# START OF Data provided

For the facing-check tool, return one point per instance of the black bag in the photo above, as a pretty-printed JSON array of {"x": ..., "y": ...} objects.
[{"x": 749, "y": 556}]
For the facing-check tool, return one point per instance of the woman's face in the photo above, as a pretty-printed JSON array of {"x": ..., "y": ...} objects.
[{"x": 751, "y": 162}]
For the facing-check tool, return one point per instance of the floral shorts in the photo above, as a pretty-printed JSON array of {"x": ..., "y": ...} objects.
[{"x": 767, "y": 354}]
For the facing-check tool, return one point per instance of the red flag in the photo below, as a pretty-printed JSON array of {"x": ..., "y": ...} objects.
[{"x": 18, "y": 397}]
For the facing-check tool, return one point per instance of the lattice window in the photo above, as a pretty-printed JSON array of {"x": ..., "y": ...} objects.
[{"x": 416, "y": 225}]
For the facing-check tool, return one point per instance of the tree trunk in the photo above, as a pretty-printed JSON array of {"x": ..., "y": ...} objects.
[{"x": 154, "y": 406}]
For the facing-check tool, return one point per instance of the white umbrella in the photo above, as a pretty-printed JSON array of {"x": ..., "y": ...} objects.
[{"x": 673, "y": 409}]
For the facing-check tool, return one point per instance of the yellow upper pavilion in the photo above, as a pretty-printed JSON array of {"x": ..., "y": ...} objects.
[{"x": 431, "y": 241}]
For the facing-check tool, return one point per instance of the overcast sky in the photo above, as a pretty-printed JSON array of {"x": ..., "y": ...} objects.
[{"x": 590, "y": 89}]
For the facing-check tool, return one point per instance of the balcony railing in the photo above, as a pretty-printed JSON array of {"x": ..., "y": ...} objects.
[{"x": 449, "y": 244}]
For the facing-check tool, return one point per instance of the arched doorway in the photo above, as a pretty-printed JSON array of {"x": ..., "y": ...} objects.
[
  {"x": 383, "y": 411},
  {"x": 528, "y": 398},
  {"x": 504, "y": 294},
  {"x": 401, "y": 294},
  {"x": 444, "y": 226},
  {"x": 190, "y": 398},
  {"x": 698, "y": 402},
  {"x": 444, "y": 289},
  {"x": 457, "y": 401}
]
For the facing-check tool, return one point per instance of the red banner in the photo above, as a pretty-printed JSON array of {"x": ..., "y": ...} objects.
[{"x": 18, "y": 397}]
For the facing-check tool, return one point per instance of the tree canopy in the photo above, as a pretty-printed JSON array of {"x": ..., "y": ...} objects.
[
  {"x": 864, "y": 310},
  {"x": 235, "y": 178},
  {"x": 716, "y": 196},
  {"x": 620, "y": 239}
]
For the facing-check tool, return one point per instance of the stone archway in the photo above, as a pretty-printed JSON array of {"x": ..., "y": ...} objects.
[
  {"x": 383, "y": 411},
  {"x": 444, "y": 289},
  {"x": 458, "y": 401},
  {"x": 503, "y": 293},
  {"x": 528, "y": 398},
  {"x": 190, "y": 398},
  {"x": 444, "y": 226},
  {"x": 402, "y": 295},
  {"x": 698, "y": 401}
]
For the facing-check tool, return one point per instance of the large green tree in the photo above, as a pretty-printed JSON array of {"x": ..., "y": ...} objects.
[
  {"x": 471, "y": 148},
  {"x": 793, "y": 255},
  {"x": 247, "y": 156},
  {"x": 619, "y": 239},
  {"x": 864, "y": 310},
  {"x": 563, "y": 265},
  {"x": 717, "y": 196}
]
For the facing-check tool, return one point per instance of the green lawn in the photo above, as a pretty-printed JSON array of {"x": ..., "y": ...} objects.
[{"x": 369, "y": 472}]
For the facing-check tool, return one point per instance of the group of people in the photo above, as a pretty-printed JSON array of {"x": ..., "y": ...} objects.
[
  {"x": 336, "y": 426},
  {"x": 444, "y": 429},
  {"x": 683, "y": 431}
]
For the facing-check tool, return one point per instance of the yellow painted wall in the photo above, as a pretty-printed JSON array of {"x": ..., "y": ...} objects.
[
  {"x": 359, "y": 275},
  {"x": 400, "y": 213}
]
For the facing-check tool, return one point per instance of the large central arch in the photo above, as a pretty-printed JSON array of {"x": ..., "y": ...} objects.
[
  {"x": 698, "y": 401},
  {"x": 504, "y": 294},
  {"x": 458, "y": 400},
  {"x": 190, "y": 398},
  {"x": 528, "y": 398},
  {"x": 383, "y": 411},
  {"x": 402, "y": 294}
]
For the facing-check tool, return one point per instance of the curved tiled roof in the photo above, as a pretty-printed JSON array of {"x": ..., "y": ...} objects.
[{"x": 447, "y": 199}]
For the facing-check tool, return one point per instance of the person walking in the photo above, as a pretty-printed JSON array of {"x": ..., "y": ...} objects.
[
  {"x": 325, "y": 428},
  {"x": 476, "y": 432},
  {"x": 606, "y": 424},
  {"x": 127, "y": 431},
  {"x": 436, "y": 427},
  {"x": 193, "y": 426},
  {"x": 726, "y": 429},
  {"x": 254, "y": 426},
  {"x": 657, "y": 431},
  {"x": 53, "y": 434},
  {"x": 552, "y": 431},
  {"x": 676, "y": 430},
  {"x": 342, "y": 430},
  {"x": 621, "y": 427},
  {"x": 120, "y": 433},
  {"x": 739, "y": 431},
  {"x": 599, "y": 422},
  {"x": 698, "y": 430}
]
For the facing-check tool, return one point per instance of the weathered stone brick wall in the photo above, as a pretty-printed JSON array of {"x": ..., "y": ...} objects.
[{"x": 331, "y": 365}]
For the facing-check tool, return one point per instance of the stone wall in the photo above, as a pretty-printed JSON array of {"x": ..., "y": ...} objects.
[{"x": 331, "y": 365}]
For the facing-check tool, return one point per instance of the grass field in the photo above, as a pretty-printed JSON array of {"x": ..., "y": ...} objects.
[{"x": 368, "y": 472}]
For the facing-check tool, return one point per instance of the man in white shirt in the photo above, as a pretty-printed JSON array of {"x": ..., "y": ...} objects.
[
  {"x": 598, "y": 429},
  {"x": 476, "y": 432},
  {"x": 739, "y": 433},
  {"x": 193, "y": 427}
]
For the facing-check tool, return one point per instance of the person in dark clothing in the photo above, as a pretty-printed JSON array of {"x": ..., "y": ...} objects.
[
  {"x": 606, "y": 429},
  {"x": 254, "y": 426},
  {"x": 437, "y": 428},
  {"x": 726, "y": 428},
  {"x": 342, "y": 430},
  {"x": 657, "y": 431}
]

# END OF Data provided

Give back exactly the lines from the line containing "of the grass" to the end of the entries, and no other lines.

Completed task:
For the facing-check tool, return one point per instance of the grass field in the photo above, as a pretty-printed JSON array of {"x": ..., "y": ...} objects.
[{"x": 368, "y": 472}]
For the facing-check tool, return one point per instance of the man in white shirt in the photo above, as a pretty-printed JSON array of {"x": ..., "y": ...} objects.
[
  {"x": 598, "y": 429},
  {"x": 476, "y": 432},
  {"x": 739, "y": 433},
  {"x": 193, "y": 427}
]
For the facing-check tool, return one point per instance of the person in dark clothing in the photo above, as a pretty-printed JSON array of {"x": ..., "y": ...} objects.
[
  {"x": 606, "y": 429},
  {"x": 254, "y": 426},
  {"x": 437, "y": 428},
  {"x": 726, "y": 428},
  {"x": 342, "y": 430},
  {"x": 657, "y": 431}
]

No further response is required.